====== Texto extraído ======

Atriz que contracenou com Zelensky na TV agora é refugiada em Lisboa
Victoria Mushtey estava de férias em Portugal quando a guerra começou; no início de março, ela estrearia uma peça de teatro na Ucrânia sobre a situação dos russos em Donbass
A guerra adiou os ensaios, as estreias. Transformou atores em soldados, de arma na mão em cenários de guerra.
Victoria Mushtey estava em Lisboa, de férias, quando a guerra começou. Viu-se obrigada ao papel mais duro da sua vida: de refugiada. Procura agora novos palcos que sirvam como refúgio. E guarda memórias, como as do momento em que contracenou com o homem que agora lidera a Ucrânia.
No estúdio de televisão, ele era o presidente, ela a filha de um ministro. O ator Volodymyr Zelensky, protagonista da série “O Servo do Povo”, entra em cena e na sala onde costuma reunir os seus governantes, descobre que estes foram substituídos pelos filhos, sobrinhos e afilhados.
Um desses personagens era interpretado pela atriz Victoria Mushtey, um dos seus primeiros trabalhos na televisão.

====== Dados extraídos ======

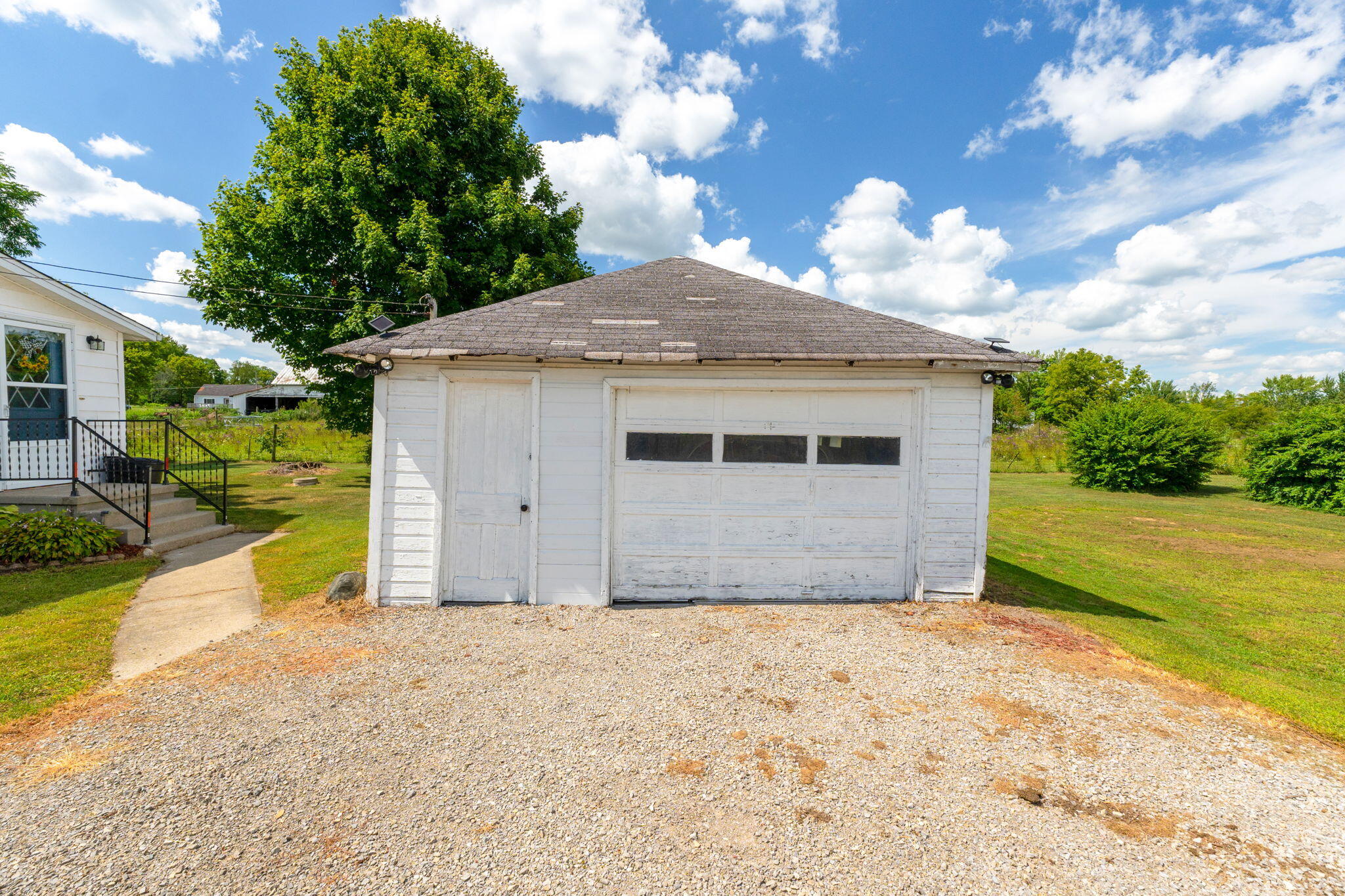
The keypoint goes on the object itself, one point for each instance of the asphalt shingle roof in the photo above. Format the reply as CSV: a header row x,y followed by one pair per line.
x,y
676,309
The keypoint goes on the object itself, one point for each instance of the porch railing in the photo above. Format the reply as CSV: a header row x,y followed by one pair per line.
x,y
118,461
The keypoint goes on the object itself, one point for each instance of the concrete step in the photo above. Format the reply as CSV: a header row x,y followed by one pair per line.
x,y
51,498
192,536
169,526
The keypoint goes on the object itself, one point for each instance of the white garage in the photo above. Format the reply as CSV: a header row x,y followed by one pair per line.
x,y
762,494
676,431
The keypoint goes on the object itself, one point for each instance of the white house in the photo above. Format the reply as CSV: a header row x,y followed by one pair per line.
x,y
62,356
677,431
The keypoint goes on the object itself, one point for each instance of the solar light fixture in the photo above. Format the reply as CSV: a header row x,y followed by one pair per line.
x,y
363,371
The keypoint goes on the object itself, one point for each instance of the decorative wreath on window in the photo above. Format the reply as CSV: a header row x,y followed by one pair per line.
x,y
34,358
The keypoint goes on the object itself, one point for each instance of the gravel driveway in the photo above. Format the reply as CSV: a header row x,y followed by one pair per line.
x,y
709,750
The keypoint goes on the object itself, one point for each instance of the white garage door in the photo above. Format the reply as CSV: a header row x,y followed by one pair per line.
x,y
748,494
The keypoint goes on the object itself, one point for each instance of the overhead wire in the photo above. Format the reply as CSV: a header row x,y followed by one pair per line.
x,y
303,308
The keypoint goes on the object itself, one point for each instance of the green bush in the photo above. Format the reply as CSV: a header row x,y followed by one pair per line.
x,y
49,535
1142,445
1301,459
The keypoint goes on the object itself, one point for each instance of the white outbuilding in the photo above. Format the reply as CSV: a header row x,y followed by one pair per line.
x,y
678,431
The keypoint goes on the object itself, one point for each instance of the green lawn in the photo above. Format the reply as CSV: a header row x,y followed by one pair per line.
x,y
1245,597
327,524
57,629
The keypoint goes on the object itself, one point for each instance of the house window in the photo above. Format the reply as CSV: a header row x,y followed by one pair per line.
x,y
766,449
670,446
860,449
35,383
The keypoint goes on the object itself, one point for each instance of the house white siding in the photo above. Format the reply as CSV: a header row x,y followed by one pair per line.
x,y
575,471
96,382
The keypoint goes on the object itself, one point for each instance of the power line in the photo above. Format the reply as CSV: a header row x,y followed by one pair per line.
x,y
241,289
301,308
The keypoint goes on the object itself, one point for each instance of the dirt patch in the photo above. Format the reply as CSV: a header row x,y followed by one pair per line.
x,y
66,763
689,767
1013,714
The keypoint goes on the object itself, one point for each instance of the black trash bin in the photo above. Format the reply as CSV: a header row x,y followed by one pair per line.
x,y
132,469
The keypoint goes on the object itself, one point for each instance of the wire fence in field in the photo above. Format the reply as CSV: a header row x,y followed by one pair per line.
x,y
278,441
1032,449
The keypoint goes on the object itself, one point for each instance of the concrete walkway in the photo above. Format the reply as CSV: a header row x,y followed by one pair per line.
x,y
201,594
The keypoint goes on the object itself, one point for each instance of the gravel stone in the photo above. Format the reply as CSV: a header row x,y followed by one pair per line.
x,y
563,750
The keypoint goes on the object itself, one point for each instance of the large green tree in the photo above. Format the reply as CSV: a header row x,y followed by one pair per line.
x,y
395,169
18,234
1071,382
143,360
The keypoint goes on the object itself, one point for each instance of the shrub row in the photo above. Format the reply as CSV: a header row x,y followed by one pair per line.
x,y
1147,445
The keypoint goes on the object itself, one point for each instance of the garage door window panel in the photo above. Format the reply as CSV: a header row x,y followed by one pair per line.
x,y
766,449
870,450
676,448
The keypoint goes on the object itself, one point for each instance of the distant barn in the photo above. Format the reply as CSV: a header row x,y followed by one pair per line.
x,y
282,394
677,431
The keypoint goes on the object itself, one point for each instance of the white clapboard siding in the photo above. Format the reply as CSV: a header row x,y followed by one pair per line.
x,y
953,472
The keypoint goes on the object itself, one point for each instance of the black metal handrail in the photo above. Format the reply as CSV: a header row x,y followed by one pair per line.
x,y
123,484
183,458
118,461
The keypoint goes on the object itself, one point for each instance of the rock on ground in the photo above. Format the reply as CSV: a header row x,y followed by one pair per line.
x,y
704,750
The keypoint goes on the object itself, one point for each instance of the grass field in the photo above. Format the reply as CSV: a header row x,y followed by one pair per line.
x,y
327,524
57,629
1245,597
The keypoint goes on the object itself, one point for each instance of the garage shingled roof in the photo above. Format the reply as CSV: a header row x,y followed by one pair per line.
x,y
676,309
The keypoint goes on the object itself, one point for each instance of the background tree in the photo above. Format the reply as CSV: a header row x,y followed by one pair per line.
x,y
396,169
179,378
246,372
143,360
18,236
1075,381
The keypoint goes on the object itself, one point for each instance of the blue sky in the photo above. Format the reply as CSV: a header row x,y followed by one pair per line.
x,y
1162,182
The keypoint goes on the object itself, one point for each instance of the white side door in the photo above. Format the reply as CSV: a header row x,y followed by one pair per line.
x,y
490,488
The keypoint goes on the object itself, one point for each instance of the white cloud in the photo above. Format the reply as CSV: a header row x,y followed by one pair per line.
x,y
814,22
144,319
163,32
1125,86
631,209
242,50
757,133
115,147
585,53
1020,30
206,341
606,55
685,121
167,267
1324,333
713,70
736,255
72,187
880,264
1302,364
1323,269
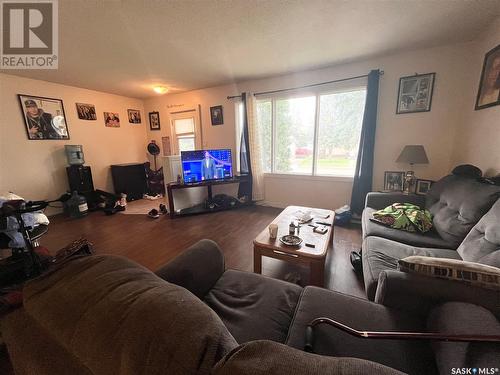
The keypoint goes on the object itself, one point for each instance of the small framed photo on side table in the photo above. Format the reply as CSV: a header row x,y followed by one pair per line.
x,y
423,186
394,181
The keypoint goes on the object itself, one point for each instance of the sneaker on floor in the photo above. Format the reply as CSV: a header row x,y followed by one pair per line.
x,y
356,261
153,214
163,209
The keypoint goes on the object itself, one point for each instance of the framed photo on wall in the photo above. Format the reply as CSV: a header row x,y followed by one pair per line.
x,y
44,118
134,116
216,115
394,180
488,93
415,93
111,119
154,120
423,186
86,111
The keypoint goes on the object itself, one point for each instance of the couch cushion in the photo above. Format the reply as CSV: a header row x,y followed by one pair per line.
x,y
117,317
429,239
464,318
404,355
482,244
457,203
380,254
268,357
254,307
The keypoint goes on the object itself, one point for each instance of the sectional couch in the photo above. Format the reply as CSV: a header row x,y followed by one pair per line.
x,y
466,225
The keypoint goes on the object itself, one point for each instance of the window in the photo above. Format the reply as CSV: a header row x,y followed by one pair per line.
x,y
185,133
316,134
186,130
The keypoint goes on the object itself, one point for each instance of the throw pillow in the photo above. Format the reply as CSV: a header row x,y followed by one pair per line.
x,y
452,269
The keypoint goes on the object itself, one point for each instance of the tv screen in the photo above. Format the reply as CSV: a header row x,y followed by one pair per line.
x,y
204,165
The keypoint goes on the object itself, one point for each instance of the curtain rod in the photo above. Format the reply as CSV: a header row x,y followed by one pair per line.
x,y
306,86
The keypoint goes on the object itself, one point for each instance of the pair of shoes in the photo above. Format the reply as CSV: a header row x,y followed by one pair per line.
x,y
356,261
153,214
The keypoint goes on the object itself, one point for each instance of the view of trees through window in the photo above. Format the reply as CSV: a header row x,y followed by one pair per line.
x,y
337,130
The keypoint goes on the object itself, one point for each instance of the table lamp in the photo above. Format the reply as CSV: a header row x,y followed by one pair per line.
x,y
412,154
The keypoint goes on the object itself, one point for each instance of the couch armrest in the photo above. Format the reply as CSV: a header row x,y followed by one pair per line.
x,y
419,293
378,200
197,269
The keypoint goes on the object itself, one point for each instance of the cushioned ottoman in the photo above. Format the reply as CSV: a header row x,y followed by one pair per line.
x,y
254,307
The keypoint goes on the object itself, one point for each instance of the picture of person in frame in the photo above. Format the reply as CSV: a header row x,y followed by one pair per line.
x,y
39,122
489,90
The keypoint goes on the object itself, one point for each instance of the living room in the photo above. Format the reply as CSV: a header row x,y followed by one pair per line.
x,y
312,121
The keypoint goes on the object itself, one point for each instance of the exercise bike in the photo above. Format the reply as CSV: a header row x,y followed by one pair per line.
x,y
24,263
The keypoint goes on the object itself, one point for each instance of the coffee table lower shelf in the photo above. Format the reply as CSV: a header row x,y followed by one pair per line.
x,y
316,266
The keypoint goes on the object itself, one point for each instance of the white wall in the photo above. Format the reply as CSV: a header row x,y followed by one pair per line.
x,y
435,129
477,142
452,132
35,169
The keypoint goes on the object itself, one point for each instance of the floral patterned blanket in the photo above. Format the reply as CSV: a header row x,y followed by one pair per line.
x,y
404,216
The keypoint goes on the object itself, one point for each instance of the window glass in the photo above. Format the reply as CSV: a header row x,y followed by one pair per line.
x,y
184,125
295,135
264,123
340,120
186,143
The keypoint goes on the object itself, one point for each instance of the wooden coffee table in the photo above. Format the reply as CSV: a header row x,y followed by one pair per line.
x,y
314,258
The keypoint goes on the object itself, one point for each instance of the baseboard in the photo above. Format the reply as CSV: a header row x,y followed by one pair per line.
x,y
272,204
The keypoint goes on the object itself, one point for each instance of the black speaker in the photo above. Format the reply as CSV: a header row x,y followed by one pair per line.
x,y
130,179
80,178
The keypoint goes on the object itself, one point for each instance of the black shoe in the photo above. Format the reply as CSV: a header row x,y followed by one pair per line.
x,y
153,214
163,209
356,261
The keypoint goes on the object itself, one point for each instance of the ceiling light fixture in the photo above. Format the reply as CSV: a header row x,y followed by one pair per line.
x,y
160,89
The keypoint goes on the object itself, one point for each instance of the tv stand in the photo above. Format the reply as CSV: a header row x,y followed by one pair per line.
x,y
200,209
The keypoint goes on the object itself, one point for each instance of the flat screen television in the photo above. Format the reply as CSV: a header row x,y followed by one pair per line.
x,y
205,165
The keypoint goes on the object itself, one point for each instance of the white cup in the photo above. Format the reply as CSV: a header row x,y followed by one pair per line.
x,y
273,231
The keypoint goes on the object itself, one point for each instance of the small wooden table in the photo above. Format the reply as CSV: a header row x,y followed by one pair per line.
x,y
314,258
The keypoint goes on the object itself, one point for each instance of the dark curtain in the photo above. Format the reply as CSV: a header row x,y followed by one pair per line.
x,y
245,187
363,175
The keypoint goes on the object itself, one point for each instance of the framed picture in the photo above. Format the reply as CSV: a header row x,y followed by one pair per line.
x,y
86,111
154,120
44,118
166,146
423,186
415,93
112,119
394,181
134,116
216,115
488,93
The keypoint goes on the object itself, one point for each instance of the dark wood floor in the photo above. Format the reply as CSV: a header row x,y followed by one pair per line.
x,y
153,243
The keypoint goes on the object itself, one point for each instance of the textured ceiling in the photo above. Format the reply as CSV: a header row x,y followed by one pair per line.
x,y
125,47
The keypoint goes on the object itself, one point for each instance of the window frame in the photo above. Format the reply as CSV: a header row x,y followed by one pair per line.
x,y
301,93
189,112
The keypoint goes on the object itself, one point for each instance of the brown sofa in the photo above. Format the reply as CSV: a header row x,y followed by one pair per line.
x,y
108,315
465,212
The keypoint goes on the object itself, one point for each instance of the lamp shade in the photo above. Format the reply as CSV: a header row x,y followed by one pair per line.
x,y
413,154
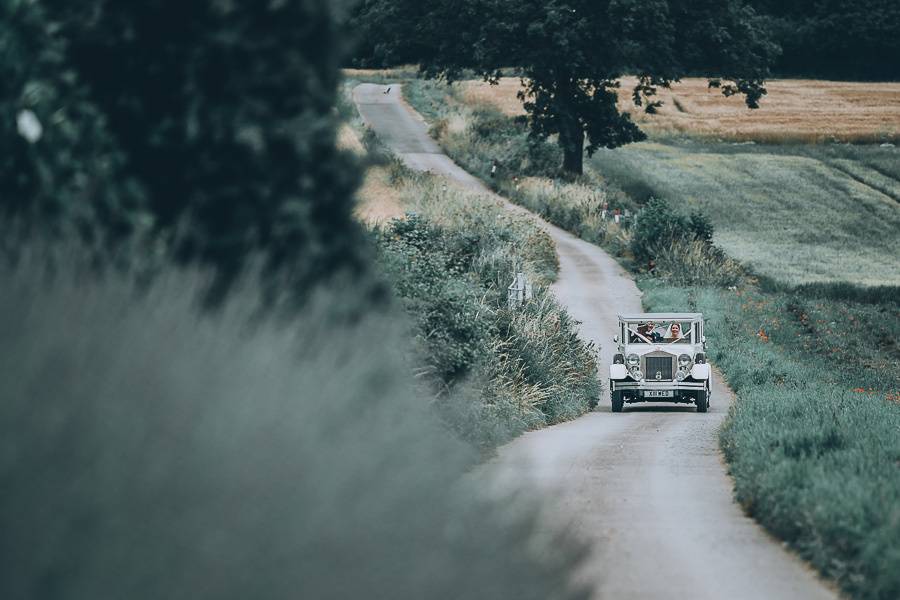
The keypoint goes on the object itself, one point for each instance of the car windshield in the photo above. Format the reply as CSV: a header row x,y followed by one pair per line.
x,y
659,332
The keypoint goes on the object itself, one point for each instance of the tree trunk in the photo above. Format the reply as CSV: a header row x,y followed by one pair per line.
x,y
571,139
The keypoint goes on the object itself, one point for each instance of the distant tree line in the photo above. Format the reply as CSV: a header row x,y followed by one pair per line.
x,y
573,53
835,38
818,38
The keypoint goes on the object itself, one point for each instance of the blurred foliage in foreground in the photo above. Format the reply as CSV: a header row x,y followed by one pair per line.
x,y
148,452
149,449
210,124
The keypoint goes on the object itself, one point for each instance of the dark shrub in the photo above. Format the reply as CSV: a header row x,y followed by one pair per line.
x,y
225,114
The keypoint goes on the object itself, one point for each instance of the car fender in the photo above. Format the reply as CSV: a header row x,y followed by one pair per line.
x,y
618,372
700,372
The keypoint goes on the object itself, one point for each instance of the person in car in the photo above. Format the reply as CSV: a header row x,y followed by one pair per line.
x,y
648,330
674,333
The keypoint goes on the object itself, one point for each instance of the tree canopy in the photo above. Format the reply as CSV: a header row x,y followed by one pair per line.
x,y
572,53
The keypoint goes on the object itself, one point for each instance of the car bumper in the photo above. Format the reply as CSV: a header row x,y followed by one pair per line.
x,y
646,391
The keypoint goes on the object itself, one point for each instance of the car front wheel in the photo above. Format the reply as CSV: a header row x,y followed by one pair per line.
x,y
703,401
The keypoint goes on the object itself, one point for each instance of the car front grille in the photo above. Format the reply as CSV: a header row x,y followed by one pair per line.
x,y
659,368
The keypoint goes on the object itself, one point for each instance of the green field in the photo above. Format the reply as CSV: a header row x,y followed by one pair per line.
x,y
799,214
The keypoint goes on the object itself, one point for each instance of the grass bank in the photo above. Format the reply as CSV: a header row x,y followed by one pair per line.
x,y
495,371
812,441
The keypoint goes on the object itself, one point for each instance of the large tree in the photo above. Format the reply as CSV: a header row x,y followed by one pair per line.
x,y
573,53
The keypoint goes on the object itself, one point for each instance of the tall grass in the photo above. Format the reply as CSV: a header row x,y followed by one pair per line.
x,y
450,260
150,452
812,441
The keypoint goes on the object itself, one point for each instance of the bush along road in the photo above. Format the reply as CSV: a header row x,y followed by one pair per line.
x,y
647,488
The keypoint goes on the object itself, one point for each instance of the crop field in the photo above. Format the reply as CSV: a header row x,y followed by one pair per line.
x,y
794,111
798,213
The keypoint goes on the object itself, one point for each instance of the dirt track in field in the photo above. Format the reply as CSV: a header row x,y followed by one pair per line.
x,y
647,487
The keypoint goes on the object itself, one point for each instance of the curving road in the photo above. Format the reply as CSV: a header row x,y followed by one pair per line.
x,y
647,487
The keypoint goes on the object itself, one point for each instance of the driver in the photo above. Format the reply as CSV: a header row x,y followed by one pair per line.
x,y
648,330
675,332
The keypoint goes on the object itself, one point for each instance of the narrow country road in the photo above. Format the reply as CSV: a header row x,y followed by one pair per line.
x,y
647,487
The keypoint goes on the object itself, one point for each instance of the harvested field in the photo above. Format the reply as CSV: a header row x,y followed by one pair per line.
x,y
795,111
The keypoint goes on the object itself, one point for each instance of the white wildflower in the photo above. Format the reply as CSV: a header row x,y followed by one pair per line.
x,y
29,126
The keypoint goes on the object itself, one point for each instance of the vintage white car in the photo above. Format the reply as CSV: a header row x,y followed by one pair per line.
x,y
661,358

======

§ **Objetivo do exercício**
Por favor, reproduza sem alterações o trecho do texto sobre a atriz Victoria Mushtey, começando em "Victoria Mushtey estava em" e terminando em "sobrinhos e afilhados.".

§ **Resposta ao exercício**
Victoria Mushtey estava em Lisboa, de férias, quando a guerra começou. Viu-se obrigada ao papel mais duro da sua vida: de refugiada. Procura agora novos palcos que sirvam como refúgio. E guarda memórias, como as do momento em que contracenou com o homem que agora lidera a Ucrânia.
No estúdio de televisão, ele era o presidente, ela a filha de um ministro. O ator Volodymyr Zelensky, protagonista da série “O Servo do Povo”, entra em cena e na sala onde costuma reunir os seus governantes, descobre que estes foram substituídos pelos filhos, sobrinhos e afilhados.